EXERCISE BRIEF: Output every one of the following items verbatim, reproducing each line without any change.

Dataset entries
--------------------

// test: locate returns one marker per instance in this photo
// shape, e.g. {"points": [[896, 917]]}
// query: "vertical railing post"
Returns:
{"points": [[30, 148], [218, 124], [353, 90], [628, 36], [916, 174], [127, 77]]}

--------------------

TASK OUTPUT:
// test: locate returns one marker per instance in this photo
// shape, e.g. {"points": [[896, 917]]}
// query: "vertical railing post"
Returns:
{"points": [[30, 148], [218, 124], [353, 90], [628, 36], [916, 174], [127, 77]]}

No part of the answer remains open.